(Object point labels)
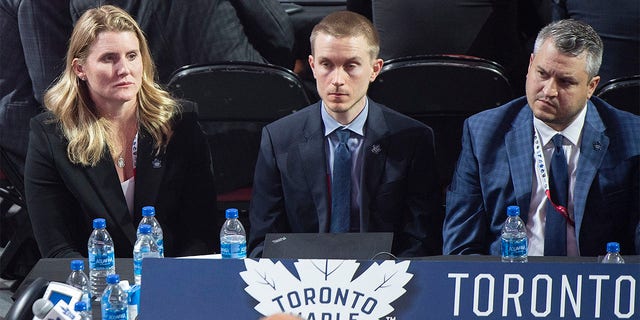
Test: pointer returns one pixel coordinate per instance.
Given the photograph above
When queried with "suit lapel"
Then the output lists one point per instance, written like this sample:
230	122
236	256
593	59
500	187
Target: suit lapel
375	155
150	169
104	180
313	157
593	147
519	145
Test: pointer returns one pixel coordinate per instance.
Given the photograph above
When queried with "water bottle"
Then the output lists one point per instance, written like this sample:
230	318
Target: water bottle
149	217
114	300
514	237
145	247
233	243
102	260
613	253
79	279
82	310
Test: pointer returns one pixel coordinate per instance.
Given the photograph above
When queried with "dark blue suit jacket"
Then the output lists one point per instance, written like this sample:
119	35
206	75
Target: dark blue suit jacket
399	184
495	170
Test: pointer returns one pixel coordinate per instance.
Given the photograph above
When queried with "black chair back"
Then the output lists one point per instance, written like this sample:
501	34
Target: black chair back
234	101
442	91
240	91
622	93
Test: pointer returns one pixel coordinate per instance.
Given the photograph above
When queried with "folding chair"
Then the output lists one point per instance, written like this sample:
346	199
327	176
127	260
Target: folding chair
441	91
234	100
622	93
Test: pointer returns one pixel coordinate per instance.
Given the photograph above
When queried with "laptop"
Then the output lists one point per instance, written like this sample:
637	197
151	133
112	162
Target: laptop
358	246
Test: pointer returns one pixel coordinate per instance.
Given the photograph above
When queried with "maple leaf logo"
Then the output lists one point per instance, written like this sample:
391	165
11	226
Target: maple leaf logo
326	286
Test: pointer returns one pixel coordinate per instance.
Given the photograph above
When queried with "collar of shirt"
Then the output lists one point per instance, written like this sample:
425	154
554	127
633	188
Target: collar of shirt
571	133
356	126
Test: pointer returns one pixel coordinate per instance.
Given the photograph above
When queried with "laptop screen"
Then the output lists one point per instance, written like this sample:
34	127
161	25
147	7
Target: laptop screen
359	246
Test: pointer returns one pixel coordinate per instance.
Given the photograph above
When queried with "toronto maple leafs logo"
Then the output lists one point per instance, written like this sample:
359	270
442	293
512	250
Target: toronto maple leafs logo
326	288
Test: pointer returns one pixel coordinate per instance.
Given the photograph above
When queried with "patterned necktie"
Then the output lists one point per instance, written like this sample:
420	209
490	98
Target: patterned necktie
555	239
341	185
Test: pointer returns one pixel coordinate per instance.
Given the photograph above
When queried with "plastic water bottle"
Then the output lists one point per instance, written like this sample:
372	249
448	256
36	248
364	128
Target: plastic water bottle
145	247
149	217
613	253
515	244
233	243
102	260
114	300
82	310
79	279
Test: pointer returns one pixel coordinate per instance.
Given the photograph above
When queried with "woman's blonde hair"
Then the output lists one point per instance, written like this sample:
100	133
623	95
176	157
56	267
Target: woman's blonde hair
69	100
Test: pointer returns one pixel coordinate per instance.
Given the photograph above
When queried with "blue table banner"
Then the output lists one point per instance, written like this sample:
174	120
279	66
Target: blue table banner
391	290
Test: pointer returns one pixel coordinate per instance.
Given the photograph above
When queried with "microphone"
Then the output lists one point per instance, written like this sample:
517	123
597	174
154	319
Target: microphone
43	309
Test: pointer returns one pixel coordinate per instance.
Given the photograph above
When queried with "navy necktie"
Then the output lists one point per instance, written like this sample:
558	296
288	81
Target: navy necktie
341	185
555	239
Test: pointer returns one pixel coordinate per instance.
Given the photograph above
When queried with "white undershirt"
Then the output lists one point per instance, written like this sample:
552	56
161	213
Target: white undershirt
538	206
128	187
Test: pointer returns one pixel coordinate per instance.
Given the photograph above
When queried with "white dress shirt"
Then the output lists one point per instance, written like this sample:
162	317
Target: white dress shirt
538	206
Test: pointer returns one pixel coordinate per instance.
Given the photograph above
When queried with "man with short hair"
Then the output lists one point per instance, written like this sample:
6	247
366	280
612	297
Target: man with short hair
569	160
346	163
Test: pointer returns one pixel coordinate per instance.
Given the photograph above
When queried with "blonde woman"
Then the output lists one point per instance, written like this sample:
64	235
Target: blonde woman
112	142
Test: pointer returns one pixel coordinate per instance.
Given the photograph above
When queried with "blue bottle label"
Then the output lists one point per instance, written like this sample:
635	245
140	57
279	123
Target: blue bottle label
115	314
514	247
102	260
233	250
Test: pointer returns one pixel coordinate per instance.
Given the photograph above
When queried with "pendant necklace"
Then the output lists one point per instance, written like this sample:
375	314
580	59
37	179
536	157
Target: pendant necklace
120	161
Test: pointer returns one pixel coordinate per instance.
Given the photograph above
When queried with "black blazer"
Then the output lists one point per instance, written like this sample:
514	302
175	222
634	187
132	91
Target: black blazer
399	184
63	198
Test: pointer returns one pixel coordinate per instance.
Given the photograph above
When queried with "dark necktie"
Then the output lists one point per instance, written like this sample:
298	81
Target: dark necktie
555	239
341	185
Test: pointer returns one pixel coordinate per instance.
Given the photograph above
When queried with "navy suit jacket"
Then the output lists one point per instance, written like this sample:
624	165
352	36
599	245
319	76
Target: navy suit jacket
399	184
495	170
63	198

...

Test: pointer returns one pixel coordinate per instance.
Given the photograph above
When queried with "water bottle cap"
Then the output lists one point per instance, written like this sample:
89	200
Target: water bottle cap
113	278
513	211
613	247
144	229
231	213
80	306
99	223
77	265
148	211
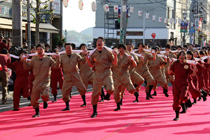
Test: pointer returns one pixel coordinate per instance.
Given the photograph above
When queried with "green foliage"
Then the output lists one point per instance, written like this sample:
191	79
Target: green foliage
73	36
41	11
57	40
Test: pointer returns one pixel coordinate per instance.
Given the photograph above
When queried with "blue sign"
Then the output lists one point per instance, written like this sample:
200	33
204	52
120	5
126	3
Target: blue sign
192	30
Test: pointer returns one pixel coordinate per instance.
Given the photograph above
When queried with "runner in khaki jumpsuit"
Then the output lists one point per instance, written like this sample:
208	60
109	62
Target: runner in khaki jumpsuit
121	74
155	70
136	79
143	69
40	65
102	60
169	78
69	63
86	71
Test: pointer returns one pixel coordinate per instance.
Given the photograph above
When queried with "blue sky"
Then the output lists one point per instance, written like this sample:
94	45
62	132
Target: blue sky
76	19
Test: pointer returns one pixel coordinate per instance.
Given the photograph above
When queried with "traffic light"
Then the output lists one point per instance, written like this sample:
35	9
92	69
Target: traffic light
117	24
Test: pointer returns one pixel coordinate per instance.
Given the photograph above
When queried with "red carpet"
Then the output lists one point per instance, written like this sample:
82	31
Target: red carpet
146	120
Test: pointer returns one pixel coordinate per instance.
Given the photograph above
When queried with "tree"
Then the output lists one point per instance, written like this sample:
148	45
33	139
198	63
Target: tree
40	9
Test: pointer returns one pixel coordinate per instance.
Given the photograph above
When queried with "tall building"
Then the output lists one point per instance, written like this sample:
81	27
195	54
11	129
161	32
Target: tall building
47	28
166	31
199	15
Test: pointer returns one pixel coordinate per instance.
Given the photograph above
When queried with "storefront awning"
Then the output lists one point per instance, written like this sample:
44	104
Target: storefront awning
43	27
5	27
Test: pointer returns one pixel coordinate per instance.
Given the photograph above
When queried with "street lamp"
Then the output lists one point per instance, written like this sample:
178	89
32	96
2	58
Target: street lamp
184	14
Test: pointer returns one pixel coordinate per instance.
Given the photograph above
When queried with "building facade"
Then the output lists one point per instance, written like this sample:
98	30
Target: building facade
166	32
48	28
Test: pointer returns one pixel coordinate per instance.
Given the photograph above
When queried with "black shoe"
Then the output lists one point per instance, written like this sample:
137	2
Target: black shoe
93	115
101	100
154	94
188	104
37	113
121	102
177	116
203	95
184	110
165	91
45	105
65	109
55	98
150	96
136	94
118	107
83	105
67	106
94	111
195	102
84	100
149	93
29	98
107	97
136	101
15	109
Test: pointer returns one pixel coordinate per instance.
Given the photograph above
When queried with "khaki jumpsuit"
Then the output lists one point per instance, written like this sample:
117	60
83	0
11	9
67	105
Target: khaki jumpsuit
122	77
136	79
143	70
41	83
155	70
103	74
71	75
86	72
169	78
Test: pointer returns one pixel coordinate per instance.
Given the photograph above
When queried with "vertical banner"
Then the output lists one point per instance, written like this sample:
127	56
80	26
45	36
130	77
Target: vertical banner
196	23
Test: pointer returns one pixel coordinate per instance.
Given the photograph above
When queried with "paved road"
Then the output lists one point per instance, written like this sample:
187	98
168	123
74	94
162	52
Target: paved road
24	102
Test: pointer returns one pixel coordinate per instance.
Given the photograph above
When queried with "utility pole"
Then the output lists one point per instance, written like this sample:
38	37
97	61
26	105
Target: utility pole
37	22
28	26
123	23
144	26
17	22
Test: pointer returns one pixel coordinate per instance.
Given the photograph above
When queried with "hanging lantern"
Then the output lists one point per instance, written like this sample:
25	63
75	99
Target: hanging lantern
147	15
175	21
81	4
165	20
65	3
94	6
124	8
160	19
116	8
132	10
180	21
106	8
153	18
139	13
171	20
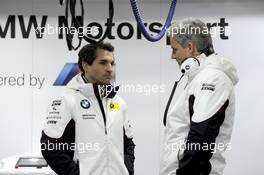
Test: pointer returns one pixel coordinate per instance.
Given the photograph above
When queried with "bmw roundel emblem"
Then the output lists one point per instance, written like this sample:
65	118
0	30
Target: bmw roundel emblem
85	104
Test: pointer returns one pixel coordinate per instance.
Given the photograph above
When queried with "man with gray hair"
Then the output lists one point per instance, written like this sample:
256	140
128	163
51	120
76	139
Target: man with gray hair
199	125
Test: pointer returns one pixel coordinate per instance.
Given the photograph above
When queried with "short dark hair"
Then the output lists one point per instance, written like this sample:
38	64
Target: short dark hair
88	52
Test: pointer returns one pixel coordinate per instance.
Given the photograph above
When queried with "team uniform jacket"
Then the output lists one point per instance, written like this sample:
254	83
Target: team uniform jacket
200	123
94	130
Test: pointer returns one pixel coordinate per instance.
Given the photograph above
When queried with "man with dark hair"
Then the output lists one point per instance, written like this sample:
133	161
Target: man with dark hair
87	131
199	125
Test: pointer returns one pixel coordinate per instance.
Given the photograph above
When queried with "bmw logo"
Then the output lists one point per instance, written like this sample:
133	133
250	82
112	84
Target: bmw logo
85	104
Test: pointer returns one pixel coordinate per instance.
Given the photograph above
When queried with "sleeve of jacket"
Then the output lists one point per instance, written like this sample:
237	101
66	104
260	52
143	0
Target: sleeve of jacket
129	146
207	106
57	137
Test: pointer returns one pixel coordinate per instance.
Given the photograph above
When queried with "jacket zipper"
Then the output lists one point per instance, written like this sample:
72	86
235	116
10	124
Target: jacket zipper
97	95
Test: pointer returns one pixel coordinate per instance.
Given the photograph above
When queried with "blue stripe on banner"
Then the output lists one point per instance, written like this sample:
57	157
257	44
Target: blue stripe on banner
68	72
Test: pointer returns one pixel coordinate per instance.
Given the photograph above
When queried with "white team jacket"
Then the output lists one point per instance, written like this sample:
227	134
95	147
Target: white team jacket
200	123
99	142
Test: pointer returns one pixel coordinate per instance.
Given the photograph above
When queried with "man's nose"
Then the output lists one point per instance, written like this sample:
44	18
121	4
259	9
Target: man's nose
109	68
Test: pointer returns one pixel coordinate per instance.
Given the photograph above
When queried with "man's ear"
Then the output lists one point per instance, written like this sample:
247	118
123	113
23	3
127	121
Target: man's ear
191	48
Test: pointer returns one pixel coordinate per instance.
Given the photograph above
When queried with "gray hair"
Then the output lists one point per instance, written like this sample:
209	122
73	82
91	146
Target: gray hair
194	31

DIRECTION: Please pull out every line in the records above that contains the string "leafs".

SOLUTION TO THE EXERCISE:
When queried with "toronto maple leafs logo"
Target: toronto maple leafs logo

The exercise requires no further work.